提示文
+--
また、政府は「駆けつけ警護は原則邦人保護のため」だとしているが、現地には、大使館員と国連職員の日本人が20名足らずいるだけだ。半田氏は「厳重な警戒のもとにある大使館員や国連職員に対して、およそ自衛隊が駆けつけ警護をする場面はないだろう」と語った。
そのうえで、「むしろ危険なのは宿営地共同防護のほうだ。現地では雨季が明けて乾季に入る。2013年12月にマシャール副大統領派が蜂起したのもこの季節だった。国連の報告書を見ると、『南スーダンは非常に不安定化している。特に危ないのが(自衛隊のいる)ジュバのまわりだ』と書いてある。日本政府が検討すべきは新しい任務の付与ではなく、治安状況を冷静に判断していつ撤収させるかということではないか」と危惧した。
日本政府は南スーダンの治安について、冷静な判断ができているのか。10月8日に現地を視察した稲田朋美防衛相は「ジュバの状況は落ち着いている」と国会で答弁しているが、防衛省が出した「ジュバ市内の情勢」というペーパーはすべて黒塗りで提出された。さらに、稲田大臣の認識に反し、国連のアダマ・ディエン事務総長特別顧問は今月11日、ジュバで会見を開き、内戦はジェノサイドに発展する恐れがあるという懸念を示している。
さらに半田氏は、自衛隊の現地での活動について一般にあまり知られていない点を次のように指摘した。
+--
表示データ
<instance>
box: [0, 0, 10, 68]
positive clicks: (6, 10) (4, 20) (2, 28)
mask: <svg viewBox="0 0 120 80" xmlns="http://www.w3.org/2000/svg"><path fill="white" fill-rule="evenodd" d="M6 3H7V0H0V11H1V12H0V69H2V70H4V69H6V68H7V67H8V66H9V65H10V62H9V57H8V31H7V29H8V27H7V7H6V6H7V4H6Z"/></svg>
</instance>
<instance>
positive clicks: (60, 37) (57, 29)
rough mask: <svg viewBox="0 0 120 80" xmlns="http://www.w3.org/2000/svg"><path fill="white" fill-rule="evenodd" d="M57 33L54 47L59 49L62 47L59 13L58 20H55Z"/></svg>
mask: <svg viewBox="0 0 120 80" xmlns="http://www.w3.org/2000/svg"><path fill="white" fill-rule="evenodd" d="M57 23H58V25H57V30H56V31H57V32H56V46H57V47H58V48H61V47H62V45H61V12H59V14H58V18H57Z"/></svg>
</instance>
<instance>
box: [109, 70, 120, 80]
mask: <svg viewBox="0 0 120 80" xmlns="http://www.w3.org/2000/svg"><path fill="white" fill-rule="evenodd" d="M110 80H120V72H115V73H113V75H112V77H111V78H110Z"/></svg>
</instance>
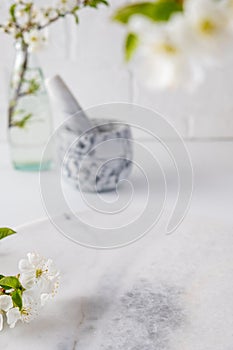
+--
課題
提示文では、国連のアダマ・ディエン事務総長特別顧問が今月11日にジュバで会見を開き、どのような懸念を示したとされているか。

解答欄
内戦はジェノサイドに発展する恐れがあるという懸念。